• _EXCERPTED TEXT_

“We know what’s going on in the country better than they do,” is the rallying cry of the new Kerry-Edwards ticket, and you know something? I think they may be right.
Let’s face it, the Edwards pick for vice president is the best that Kerry could have done. The New York Post’s fantastic announcing of Gephardt as the candidate was just that — a conservative pipe dream. Gephardt would have been a perfect foil — a stolid, colorless liberal who would bring along the votes of twelve labor leaders. Kerry would have proven he was afraid of Edwards’ charisma and the Republicans could coast through November.
But this is different. For all the GOP sneers about Edwards’ inexperience, this guy has exactly what the Republican ticket lacks — youth, charisma, sex appeal. If Republicans go back into their shell and complain about press coverage, this whole campaign is going to go up in smoke. (Remember, Bush has yet to win the popular vote.)
All of a sudden it’s starting to feel like 1992 again. The administration has done an absolutely terrific job — even better than Bush, Sr.’s winning the Gulf War. W. has responded heroically to September 11th. He has embarked on a daring expedition into Iraq that looks like it might pay off big-time. He’s done a magnificent job of pulling the economy out of a major slump. You couldn’t ask anything more.
Yet the Administration is still in danger of blowing this election because it can’t communicate. It has a tin ear. The day after the Edwards is nominated you pick up the paper and find that Bush has just turned down an invitation to speak at the NAACP’s annual convention. What is the matter with these people? Why not just kick a dog on the street and call in CNN to videotape the whole event? I’m sure there’s some obscure rationale about how the NAACP did something to Bush somewhere and this is just payback, but who cares? The important thing is 200 million Americans will get the message, “Bush doesn’t like African Americans.” African Americans don’t care — they’re going to vote 90 percent Democratic anyway. It’s all those good-hearted people in the middle who don’t really care one way or the other but just want to see people play fair — they’re the ones who will be affected. Bush doesn’t like black people. That’s not nice. I think I’ll vote Democratic.

• _GIVEN REQUEST 1_
Translate the sentence "All of a sudden it’s starting to feel like 1992 again." from the commentary on the Kerry-Edwards ticket into French.
• _GIVEN REQUEST 2_
Copy the commentary on the Kerry-Edwards ticket between "But this is" and "ask anything more.", inclusive, and replace "expedition" with "venture".

• _PROVIDED MATERIAL_
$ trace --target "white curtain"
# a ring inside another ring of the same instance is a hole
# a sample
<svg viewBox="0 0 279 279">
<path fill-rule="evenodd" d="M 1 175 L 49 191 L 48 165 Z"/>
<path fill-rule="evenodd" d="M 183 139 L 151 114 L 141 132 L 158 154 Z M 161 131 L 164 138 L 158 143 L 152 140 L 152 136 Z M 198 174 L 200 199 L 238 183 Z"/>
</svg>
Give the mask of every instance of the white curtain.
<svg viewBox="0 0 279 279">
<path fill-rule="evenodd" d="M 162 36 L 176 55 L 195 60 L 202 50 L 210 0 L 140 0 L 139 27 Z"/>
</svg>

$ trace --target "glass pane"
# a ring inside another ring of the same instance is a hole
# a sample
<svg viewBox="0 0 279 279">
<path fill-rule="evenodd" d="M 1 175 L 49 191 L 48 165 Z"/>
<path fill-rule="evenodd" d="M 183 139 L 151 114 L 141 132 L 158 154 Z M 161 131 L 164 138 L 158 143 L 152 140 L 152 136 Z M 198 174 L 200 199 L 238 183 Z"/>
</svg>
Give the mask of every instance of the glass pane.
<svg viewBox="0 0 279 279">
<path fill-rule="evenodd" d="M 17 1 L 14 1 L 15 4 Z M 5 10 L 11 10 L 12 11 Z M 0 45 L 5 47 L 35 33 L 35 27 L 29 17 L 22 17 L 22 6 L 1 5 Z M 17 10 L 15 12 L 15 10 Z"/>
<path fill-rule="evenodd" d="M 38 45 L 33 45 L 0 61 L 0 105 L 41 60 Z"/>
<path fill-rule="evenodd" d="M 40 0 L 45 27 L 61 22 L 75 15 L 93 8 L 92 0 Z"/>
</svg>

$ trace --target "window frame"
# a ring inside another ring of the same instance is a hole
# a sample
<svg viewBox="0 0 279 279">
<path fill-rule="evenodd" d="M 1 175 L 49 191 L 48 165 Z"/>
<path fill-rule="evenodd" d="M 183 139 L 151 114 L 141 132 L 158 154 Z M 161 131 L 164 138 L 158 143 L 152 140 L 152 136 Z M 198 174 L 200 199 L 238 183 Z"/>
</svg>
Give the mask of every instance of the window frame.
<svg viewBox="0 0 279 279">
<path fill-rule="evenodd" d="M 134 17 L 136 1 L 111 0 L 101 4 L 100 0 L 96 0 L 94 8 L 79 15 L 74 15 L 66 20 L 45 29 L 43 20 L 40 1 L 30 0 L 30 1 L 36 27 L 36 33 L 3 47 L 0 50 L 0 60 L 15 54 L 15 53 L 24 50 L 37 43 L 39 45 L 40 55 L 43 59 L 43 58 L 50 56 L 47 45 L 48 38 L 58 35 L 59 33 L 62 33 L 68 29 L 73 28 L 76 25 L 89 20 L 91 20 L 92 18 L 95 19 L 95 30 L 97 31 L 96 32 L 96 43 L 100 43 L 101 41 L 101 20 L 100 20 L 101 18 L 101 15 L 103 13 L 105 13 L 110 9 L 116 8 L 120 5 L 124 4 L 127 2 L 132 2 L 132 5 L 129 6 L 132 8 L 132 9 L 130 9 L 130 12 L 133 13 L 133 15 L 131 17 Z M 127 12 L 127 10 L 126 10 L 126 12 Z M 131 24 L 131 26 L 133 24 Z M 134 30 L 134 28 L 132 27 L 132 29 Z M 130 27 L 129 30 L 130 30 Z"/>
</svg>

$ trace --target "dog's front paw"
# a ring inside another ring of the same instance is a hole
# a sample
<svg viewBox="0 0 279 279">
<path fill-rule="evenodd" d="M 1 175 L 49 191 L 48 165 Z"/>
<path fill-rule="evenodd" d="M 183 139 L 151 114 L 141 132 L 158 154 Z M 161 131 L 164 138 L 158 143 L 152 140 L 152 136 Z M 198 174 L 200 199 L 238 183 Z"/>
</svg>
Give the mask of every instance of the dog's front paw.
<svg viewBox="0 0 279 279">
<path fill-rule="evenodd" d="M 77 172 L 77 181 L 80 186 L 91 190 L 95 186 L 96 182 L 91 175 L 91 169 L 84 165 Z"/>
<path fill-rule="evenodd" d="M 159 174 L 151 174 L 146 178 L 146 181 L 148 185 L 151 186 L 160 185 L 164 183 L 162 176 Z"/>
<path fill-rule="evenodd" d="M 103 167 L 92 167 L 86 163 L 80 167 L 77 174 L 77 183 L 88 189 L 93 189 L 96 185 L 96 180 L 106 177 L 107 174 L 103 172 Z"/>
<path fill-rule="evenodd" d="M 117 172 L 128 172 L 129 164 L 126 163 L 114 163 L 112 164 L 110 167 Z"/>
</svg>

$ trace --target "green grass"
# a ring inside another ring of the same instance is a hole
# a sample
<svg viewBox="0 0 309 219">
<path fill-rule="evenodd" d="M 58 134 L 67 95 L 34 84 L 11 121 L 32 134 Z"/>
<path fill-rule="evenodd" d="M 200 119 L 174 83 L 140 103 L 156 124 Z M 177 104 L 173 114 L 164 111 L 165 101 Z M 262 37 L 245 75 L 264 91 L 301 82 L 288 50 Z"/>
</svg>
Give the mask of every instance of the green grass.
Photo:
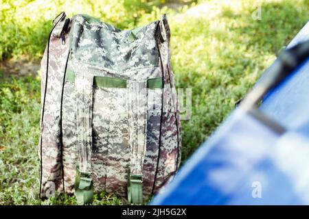
<svg viewBox="0 0 309 219">
<path fill-rule="evenodd" d="M 192 89 L 192 116 L 182 122 L 183 162 L 308 20 L 308 0 L 202 1 L 178 13 L 159 9 L 159 1 L 106 1 L 103 6 L 90 0 L 57 1 L 56 7 L 38 1 L 17 1 L 17 5 L 8 3 L 0 14 L 0 31 L 4 33 L 0 34 L 0 59 L 41 58 L 51 21 L 65 5 L 69 16 L 87 13 L 124 29 L 144 25 L 168 12 L 176 86 Z M 262 20 L 254 21 L 251 13 L 258 6 Z M 207 12 L 198 15 L 194 10 L 198 8 Z M 36 12 L 30 18 L 31 8 Z M 38 76 L 12 77 L 0 71 L 0 205 L 76 204 L 74 198 L 67 196 L 45 201 L 38 198 L 40 107 Z M 95 205 L 121 203 L 121 199 L 104 192 L 94 201 Z"/>
</svg>

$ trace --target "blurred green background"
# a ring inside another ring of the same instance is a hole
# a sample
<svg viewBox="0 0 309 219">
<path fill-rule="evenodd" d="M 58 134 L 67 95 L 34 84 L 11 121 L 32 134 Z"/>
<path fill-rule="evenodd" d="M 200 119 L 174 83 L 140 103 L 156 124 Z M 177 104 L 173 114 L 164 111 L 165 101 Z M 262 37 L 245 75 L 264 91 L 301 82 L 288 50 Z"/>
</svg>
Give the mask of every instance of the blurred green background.
<svg viewBox="0 0 309 219">
<path fill-rule="evenodd" d="M 184 163 L 306 24 L 308 6 L 308 0 L 0 1 L 0 205 L 76 203 L 67 196 L 38 198 L 38 70 L 52 21 L 62 11 L 121 29 L 168 14 L 176 85 L 192 89 L 192 117 L 182 121 Z M 94 201 L 122 203 L 104 192 Z"/>
</svg>

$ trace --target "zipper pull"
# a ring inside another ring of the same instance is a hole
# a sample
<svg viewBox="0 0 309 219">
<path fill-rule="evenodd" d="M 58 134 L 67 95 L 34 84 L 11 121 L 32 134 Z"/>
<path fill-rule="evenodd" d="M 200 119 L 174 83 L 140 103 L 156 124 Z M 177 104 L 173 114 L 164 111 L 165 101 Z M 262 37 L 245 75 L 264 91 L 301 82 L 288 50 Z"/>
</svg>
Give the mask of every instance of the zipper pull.
<svg viewBox="0 0 309 219">
<path fill-rule="evenodd" d="M 60 36 L 62 44 L 65 44 L 65 34 L 67 31 L 67 28 L 69 27 L 69 23 L 70 23 L 70 18 L 67 18 L 65 21 L 65 24 L 63 25 L 62 30 L 61 31 Z"/>
</svg>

• _OUTPUT 1_
Tout à coup, on commence à avoir l’impression d’être de nouveau en 1992.

• _OUTPUT 2_
But this is different. For all the GOP sneers about Edwards’ inexperience, this guy has exactly what the Republican ticket lacks — youth, charisma, sex appeal. If Republicans go back into their shell and complain about press coverage, this whole campaign is going to go up in smoke. (Remember, Bush has yet to win the popular vote.)
All of a sudden it’s starting to feel like 1992 again. The administration has done an absolutely terrific job — even better than Bush, Sr.’s winning the Gulf War. W. has responded heroically to September 11th. He has embarked on a daring venture into Iraq that looks like it might pay off big-time. He’s done a magnificent job of pulling the economy out of a major slump. You couldn’t ask anything more.